start Source records
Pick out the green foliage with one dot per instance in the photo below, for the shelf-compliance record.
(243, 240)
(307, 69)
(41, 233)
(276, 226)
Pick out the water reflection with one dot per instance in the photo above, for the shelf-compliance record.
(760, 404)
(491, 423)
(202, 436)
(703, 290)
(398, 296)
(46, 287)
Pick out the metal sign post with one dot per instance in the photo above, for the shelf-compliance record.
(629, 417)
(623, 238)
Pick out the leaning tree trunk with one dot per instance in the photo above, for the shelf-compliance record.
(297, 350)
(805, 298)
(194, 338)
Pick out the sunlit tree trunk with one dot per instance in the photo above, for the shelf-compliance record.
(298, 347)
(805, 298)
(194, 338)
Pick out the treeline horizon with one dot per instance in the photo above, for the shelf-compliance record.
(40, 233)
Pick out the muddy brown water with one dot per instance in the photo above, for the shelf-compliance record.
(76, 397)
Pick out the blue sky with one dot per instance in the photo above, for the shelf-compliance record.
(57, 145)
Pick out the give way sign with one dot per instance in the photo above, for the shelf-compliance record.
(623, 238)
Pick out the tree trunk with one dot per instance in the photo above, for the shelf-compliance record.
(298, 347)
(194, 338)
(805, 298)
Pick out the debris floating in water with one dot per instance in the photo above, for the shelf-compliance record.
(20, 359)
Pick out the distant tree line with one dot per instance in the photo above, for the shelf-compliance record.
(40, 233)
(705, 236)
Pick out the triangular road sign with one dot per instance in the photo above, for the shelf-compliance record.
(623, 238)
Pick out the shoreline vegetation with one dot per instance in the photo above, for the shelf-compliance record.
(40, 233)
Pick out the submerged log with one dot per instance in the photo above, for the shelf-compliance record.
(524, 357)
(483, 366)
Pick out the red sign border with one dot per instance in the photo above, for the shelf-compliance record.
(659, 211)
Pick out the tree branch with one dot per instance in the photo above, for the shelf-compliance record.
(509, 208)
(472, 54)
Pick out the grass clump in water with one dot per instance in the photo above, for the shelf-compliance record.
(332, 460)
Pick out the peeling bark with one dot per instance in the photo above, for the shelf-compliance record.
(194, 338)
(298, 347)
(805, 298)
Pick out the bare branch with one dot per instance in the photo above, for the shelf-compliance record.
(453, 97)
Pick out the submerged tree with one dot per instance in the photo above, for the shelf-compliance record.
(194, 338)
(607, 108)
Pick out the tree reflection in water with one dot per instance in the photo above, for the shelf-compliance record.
end Source records
Can you change "Pick out" to "Mark" throughout the lines above and leave everything else unchanged?

● Complete output
Mark the green foliage with one dot per instance in the photo below, for the shelf-compliance record.
(243, 240)
(307, 69)
(41, 233)
(276, 226)
Mark the water reflection with one dot per instance in the photo above, for the shelf-compliance record.
(760, 404)
(491, 423)
(202, 436)
(703, 290)
(398, 296)
(46, 287)
Mark the metal sign post with one dot per instance in the photo above, for the shelf-compliance record.
(629, 417)
(623, 238)
Mark the leaning tree trunk with one dot per instance in the photo above, for the shelf-compliance record.
(297, 350)
(805, 298)
(194, 338)
Mark the sunlit tree trunk with one dot per instance in the photo above, for the shelf-compliance record.
(298, 347)
(805, 298)
(194, 338)
Mark the treeline horizon with one dot per instance in the photo above, for the shelf-compliance record.
(40, 233)
Mark the muddy brown water with one dot per instance in the photo above, for the shelf-compliance record.
(76, 397)
Mark the blue sky with one dot per instance in the photo above, for the shelf-compliance record.
(57, 145)
Mark the give way sign with one dot per instance in the photo above, for the shelf-compliance record.
(623, 238)
Mark the tree trunk with one dot per instance in the photo above, for the shelf-compliance record.
(298, 347)
(194, 338)
(805, 298)
Mark the debris floating in water with one dot per instance in the photo above, for the shelf-compliance record.
(20, 359)
Mark the distant tree line with one dot per instance in the photo above, for the shelf-compliance record.
(40, 233)
(705, 236)
Mark the triangular road sign with one dot per instance in the photo above, for the shelf-compliance record.
(623, 238)
Mark the shoreline vegetation with one dot per instance in the photo above, for the shelf-compliance record.
(40, 233)
Mark the submerged log with one dot per instance in the photo above, for the shelf-compliance record.
(524, 357)
(483, 366)
Mark the red sign border with one dot per instance in the photo above, for the shelf-compliance record.
(659, 211)
Mark the tree branch with one dot per instance in the photo above, for the shelf-compliance record.
(509, 208)
(472, 54)
Mark the grass clump in water with one dot per instance in the photo above, for the shelf-compliance record.
(332, 460)
Mark the peeling bark with one dot per instance in the photo above, for the shelf-compliance record.
(194, 338)
(298, 347)
(805, 298)
Mark the bare branch with one dot per instance in the photo above, for the shelf-compliance record.
(453, 97)
Mark the submerged tree with one dot per instance in the photo above, for the shelf-compliance record.
(194, 338)
(607, 108)
Mark the tree reflection in water with one dot per instance in the photo above, for the shelf-compliance record.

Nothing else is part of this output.